## Exercises to complete
**A)** In the Service Fee excerpt, reproduce everything from "The Exchange is proposing" down to "2014—February 28, 2015).", changing "three months" to "ninety days".
**B)** Carry on the passage on the Exchange's Service Fee from its final sentence onward.

## Extract provided
....

The $5.00 Service Fee would apply to
each trade adjusted, not to each noncontractual change that the Exchange is
requested to make to a given trade.4 For
example, if, for a given trade, an OTP
requested that the Exchange change
both the position indicator from open to
close and at the same time change the
CMTA information, the Service Fee
would still be $5.00, because the
changes were for the same trade. The
Exchange believes that the $5.00 Service
Fee would reasonably compensate the
Exchange for the resources diverted to
the Post-Trade Adjustments (i.e., cover
employee and overhead expenses). The
Exchange also believes that the $5.00
Service Fee may operate as an effective
disincentive for OTPs that have relied
on the Exchange to perform these
services free of charge and believes
these OTPs may take these tasks inhouse given the newly introduced costs.
The Exchange is proposing to
discount the $5.00 fee to $1.00 per trade
adjusted for the first three months that
the Service Fee is operative (i.e.,
December 1, 2014—February 28, 2015).
The Exchange believes this temporary
discount is reasonable as it would
provide OTPs time to adjust to the
Exchange’s new policy. To further
provide OTPs notice of this proposed
change, the Exchange previously
announced by Trader Update the
specific type of Post-Trade Adjustments
that would be subject to the Service
Fee.5
B. Self-Regulatory Organization’s
Statement on Burden on Competition
2. Statutory Basis
The Exchange believes that the
proposed rule change is consistent with
Section 6(b) of the Act,6 in general, and
furthers the objectives of Sections
6(b)(4) and (5) of the Act,7 in particular,
because it provides for the equitable
allocation of reasonable dues, fees, and
other charges among its members,
issuers and other persons using its
facilities and does not unfairly
discriminate between customers,
issuers, brokers or dealers.
The Exchange believes that the
Service Fee is reasonable, equitable and
not unfairly discriminatory because it is
designed to ensure a fair and reasonable
use of Exchange resources by allowing
the Exchange to recoup for valuable
employee time and resources expended
on the Post-Trade Adjustments. The
Exchange believes that imposing this
$5.00 fee per trade adjusted would
reasonably compensate the Exchange for
the resources diverted to the Post-Trade
Adjustments (i.e., cover employee and
overhead expenses).8
Moreover, the Exchange believes that
the Service Fee would promote a fair
and orderly market and protect
investors and the public interest
because the Service Fee may result in a
more efficient use of Exchange
resources, which would benefit all
market participants.

....

Named object pointing records:

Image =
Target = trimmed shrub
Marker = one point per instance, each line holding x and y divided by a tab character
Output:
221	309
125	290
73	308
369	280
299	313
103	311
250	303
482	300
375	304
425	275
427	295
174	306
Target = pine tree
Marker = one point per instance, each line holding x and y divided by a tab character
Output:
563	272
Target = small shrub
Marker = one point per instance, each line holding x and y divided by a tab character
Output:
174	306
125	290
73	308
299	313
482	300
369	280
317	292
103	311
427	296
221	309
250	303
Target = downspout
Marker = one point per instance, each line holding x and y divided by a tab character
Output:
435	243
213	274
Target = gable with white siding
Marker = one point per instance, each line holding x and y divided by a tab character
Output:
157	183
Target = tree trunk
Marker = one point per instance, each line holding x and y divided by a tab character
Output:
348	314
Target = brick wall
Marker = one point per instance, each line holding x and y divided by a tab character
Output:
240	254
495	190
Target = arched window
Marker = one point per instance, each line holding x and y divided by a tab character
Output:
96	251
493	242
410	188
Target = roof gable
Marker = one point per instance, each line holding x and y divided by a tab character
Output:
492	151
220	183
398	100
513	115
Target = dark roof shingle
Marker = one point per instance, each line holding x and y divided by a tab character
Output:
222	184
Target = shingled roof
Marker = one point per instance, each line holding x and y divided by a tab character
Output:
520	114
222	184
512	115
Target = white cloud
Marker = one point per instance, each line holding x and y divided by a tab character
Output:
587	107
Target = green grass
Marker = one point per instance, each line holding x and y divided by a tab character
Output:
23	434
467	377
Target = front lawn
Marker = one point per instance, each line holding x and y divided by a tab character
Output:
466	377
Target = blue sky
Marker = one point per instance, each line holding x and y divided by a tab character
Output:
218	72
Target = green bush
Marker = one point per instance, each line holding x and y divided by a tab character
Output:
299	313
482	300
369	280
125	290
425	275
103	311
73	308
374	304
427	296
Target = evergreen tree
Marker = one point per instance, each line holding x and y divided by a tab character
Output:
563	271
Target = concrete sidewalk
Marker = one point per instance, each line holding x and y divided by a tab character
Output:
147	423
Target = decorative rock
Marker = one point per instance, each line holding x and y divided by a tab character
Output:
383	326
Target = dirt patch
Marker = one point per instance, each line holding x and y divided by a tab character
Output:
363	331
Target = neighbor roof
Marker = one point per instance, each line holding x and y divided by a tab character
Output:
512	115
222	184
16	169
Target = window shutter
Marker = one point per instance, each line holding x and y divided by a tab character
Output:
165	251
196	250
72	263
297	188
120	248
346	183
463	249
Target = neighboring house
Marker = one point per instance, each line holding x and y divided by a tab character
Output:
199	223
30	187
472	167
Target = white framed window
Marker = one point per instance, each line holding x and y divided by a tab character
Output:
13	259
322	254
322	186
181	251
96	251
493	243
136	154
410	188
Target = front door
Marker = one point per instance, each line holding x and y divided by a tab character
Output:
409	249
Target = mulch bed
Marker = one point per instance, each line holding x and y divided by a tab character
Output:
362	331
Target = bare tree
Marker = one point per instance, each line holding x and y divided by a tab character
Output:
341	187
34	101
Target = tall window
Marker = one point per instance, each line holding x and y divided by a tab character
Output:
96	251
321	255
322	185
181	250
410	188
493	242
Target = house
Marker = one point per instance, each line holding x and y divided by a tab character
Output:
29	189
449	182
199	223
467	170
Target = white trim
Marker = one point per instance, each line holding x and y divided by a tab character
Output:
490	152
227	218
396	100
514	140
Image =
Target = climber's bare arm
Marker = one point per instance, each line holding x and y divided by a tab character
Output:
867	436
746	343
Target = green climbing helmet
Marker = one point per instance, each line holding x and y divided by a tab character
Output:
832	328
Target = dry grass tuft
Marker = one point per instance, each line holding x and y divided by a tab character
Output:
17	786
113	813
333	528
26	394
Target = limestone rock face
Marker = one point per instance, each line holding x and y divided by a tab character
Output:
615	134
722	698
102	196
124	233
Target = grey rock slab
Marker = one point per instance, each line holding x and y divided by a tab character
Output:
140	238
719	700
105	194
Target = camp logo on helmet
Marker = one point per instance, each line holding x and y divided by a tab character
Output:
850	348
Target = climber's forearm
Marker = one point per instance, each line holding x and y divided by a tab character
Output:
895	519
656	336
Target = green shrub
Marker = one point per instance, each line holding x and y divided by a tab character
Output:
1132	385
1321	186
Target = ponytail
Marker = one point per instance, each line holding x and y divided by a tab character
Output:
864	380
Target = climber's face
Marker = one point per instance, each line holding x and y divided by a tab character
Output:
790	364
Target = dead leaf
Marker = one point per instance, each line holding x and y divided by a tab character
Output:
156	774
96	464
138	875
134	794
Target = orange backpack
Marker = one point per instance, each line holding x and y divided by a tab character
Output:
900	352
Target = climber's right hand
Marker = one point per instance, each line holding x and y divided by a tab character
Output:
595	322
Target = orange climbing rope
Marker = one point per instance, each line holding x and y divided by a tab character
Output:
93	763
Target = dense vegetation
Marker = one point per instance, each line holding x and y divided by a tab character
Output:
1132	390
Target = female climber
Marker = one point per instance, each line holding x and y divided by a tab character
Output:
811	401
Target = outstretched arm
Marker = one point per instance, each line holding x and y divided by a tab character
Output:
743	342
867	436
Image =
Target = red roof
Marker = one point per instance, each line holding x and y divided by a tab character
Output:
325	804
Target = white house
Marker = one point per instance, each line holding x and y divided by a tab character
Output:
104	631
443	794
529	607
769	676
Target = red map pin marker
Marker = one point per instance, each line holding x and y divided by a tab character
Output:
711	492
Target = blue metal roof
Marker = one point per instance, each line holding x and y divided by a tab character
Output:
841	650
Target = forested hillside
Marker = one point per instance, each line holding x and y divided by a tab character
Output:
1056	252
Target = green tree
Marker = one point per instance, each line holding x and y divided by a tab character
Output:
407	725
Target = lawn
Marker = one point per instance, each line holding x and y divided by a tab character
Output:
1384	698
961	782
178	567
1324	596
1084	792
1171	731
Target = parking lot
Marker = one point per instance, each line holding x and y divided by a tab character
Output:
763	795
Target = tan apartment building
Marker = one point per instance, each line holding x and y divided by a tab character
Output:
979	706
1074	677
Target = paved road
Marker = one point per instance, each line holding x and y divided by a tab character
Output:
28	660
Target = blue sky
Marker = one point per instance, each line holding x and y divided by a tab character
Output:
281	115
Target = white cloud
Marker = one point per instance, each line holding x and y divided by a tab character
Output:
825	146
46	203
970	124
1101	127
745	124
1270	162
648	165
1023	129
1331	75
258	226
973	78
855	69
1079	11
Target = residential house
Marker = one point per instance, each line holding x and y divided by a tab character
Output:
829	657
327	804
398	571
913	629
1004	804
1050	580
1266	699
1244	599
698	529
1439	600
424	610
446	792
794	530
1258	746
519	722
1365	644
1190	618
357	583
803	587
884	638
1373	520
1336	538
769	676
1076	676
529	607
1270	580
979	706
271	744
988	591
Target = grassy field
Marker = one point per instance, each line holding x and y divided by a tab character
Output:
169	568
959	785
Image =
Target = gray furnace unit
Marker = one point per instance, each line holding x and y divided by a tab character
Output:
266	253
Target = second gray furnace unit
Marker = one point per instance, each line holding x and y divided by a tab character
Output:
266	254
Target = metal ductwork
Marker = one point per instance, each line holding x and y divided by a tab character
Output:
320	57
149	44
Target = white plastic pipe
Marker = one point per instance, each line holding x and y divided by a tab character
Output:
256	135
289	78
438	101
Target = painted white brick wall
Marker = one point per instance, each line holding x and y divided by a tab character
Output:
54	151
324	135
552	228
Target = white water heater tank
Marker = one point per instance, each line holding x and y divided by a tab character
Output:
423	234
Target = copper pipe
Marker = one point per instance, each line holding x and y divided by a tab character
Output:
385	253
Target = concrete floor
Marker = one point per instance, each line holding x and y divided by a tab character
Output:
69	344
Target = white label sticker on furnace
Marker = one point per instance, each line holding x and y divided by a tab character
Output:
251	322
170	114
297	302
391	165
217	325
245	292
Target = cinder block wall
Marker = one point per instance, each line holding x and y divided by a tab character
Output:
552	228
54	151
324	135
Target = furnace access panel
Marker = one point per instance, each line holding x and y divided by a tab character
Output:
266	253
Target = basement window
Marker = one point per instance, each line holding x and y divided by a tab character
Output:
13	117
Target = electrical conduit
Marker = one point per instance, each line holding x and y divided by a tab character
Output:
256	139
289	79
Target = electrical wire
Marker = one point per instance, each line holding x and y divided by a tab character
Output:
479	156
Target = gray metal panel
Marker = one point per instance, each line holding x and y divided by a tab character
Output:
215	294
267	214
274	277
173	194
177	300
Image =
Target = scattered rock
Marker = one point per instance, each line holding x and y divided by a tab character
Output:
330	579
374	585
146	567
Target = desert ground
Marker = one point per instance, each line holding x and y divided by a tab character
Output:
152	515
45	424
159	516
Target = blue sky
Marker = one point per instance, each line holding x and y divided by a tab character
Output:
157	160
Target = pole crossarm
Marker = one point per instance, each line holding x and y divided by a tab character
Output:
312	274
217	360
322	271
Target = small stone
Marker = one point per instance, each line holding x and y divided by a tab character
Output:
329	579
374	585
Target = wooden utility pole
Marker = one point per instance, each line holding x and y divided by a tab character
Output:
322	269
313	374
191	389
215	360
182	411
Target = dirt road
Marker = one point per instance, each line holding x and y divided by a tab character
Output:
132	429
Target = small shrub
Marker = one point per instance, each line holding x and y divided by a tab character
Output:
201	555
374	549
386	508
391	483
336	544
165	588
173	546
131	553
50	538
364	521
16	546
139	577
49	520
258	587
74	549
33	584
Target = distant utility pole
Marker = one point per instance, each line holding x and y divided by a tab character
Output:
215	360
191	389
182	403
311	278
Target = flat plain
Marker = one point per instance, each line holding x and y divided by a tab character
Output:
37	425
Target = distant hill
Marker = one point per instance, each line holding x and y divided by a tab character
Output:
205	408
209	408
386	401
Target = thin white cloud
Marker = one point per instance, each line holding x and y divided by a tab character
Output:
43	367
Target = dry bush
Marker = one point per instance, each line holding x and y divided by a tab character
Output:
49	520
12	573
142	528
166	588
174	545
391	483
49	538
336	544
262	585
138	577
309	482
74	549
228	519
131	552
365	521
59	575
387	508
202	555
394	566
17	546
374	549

....

## Per-task answers
**A)**
The Exchange is proposing to
discount the $5.00 fee to $1.00 per trade
adjusted for the first ninety days that
the Service Fee is operative (i.e.,
December 1, 2014—February 28, 2015).

**B)**
The Exchange believes that the
Service Fee is reasonable, equitable and
not unfairly discriminatory because
OTPs would have the option, as they do
today, to perform the Post-Trade
Adjustments themselves and the Service
Fee would only apply if OTPs elected to
rely on the Exchange to perform these
adjustments for them. Moreover, the
Service Fee would apply equally to all
market participants who opt to rely on
the Exchange to perform the Post-Trade
Adjustments. In fact, the Exchange
believes that the proposed Service Fee
would incentivize OTPs to process their
own Post-Trade Adjustments going
forward.
Finally, the Exchange believes that it
is subject to significant competitive
forces, as described below in the
Exchange’s statement regarding the
burden on competition.
In accordance with Section 6(b)(8) of
the Act,9 the Exchange does not believe
that the proposed rule change would
impose any burden on competition that
is not necessary or appropriate in
furtherance of the purposes of the Act.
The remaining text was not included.